— Task instructions —
Transcribe the portion of the passage on the Logos projects and decentralized infrastructure that begins with the words containing "I’d like to" and ends with "best as possible.".

The vision of the founding projects within Logos has always revolved around the concept of the “Holy Trinity,” the three fundamental components of decentralized infrastructure: Durable Storage, Ephemeral Messaging, and Consensus/Execution. An implicit assumption that came along with that narrative was that the implementations of these three pillars would be tightly coupled from the start, meaning that they would seamlessly interoperate with each other, or even be intimately intertwined in their underlying architecture. This document attempts to take a closer look at that assumption in order to determine whether or not it’s worthwhile to maintain. In turn, we can consider what that means for our Organizational Roadmap, the associated projects underneath it, and the broader ecosystem that collaborates alongside us.
These thoughts are a culmination of:
- Long-standing thoughts/concerns around the progressively divergent technical paths of the three projects currently under Logos: Waku, Codex, and Nomos
- The introduction and development of the zkVM project and questions around how collaboration/ownership should work with the Nomos project
- Conversations over time with other Core Contributors around these two topics, and peripheral topics, that involve “how the Org works and grows together.”
I’d like to note up-front that this is just a model and thoughts around it. The reality of how we move forward will be more subtle and a mix of all these options. So here goes…
I’m looking at all of this by attempting to answer two key questions which create potential paths forward:
- “How big do we want to be?”
- “How early are we?”
The combination of the answers to these two questions sets the path forward for appropriate project strategy. “How big” sets the tone on how large we expect the Logos Collective to span w.r.t. the number of projects underneath it and the potential size of a given project. It also reflects the “investment appetite” of the Collective. “How early” helps us understand the maturity of the ecosystem, the expected innovation and growth throughout, and the rate of its expansion, for which we should prepare as best as possible.
A Mental Framework to Describe Things
Putting it another way, let’s view the Logos/Status projects within the larger Web3 ecosystem as “bubbles” associated with various “tech stack layers.” These layers are to be seen as concentric circles with the center being the “deepest” in the tech stack, and the outer-most or highest layer being considered the “Application Layer,” which caters to software that actually interfaces with the “general consumer.”
The center of the ecosystem is considered “foundational technology.” It’s the groundwork that others build upon. Often in technology stack analogies and models it is referred to as “deep” in the stack. An important consequence of this positioning is that it suffers from the least external constraints, simply because it depends on less things. Each concentric circle as you move outwards depends on more and more things “below” it, thus inheriting the constraints that technology imposes. It is the end goal of applications to build products people want with the features and constraints of the technology available below it.

— Given data —
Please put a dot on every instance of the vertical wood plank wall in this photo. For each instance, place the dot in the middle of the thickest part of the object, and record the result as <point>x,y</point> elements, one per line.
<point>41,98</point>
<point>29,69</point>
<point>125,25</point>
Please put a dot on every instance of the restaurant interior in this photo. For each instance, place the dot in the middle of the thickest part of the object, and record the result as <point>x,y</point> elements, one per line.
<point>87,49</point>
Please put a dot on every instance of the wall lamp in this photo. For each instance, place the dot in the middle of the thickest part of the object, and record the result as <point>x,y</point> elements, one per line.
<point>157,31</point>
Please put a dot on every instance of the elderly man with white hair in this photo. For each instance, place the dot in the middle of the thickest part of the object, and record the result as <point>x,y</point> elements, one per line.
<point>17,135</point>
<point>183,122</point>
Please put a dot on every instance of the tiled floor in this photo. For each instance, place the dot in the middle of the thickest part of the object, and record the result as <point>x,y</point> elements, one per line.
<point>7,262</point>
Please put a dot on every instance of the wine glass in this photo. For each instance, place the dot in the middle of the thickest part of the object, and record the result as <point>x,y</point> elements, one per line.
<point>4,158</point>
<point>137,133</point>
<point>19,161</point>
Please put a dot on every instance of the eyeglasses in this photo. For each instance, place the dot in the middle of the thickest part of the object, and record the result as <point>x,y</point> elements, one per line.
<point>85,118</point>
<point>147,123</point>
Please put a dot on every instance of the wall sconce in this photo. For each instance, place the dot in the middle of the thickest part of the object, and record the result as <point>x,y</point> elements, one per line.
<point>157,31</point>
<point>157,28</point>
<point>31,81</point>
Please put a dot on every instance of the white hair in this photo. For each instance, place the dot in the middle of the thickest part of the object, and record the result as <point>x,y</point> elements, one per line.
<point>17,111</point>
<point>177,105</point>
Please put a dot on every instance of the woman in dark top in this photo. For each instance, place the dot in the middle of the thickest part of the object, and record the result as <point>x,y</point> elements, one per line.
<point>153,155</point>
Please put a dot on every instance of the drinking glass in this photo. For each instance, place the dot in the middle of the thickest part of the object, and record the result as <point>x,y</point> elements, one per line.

— Task output —
I’d like to note up-front that this is just a model and thoughts around it. The reality of how we move forward will be more subtle and a mix of all these options. So here goes…
I’m looking at all of this by attempting to answer two key questions which create potential paths forward:
- “How big do we want to be?”
- “How early are we?”
The combination of the answers to these two questions sets the path forward for appropriate project strategy. “How big” sets the tone on how large we expect the Logos Collective to span w.r.t. the number of projects underneath it and the potential size of a given project. It also reflects the “investment appetite” of the Collective. “How early” helps us understand the maturity of the ecosystem, the expected innovation and growth throughout, and the rate of its expansion, for which we should prepare as best as possible.